Given request 1 -
Print the passage of the fine-tuning notebook that starts with "# Fine-Tuning the" and runs through "we have available.", copying it word for word.

Reading text -
--------------------------------------------------

# Fine-Tuning the Text to Image Model


### Check GPU

**It's recommended that you shut down any other notebook kernels.**

This fine tuning process uses a lot of video memory.   Here, we'll check on how much we have available.

In [None]:
!nvidia-smi --query-gpu=name,memory.total,memory.free --format=csv,noheader

## Install Requirements

In [None]:
!pip install pandas
!pip install torch
!pip install torchvision
!pip install transformers==4.39.3
!pip install accelerate==0.28.0
!pip install flash-attn
!pip install xformers==0.0.25.post1
!pip install bitsandbytes==0.43.0
!pip install ftfy==6.2.0
!pip install git+https://github.com/huggingface/diffusers

In [None]:
!pip list | grep -E "boto|grpcio|pandas|torch|torchvision|diffusers|transformers|accelerate|flash-attn|ftfy|xformers|protobuf"

--------------------------------------------------

Given request 2 -
From the records below, output the lines starting with the line with "Where can the rock be" and going on through the line with "<point>235,546</point>", reproduced verbatim with nothing else.

Input -
--------------------------------------------------

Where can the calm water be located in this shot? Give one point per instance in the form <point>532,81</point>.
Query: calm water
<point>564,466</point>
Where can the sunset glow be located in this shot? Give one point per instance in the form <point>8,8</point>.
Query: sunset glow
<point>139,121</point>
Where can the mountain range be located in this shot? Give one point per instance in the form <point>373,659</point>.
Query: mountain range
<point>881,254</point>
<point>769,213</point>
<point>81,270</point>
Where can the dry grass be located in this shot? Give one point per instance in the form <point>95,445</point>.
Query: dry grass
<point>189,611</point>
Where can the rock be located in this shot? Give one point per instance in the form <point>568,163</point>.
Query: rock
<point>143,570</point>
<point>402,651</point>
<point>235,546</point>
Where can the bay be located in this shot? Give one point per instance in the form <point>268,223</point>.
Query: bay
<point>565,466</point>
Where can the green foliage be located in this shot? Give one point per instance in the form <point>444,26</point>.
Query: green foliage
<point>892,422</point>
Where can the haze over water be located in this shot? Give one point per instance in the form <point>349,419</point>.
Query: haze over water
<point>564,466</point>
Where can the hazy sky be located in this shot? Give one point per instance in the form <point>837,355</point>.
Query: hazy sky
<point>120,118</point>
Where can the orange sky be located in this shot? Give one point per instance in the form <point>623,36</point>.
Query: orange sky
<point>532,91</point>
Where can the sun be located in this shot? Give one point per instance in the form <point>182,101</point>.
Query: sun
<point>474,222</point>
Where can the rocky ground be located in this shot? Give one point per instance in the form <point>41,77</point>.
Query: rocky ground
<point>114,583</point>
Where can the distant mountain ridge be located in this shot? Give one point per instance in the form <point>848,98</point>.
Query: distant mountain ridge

--------------------------------------------------

Exercise output 1 -
# Fine-Tuning the Text to Image Model


### Check GPU

**It's recommended that you shut down any other notebook kernels.**

This fine tuning process uses a lot of video memory.   Here, we'll check on how much we have available.

Exercise output 2 -
Where can the rock be located in this shot? Give one point per instance in the form <point>568,163</point>.
Query: rock
<point>143,570</point>
<point>402,651</point>
<point>235,546</point>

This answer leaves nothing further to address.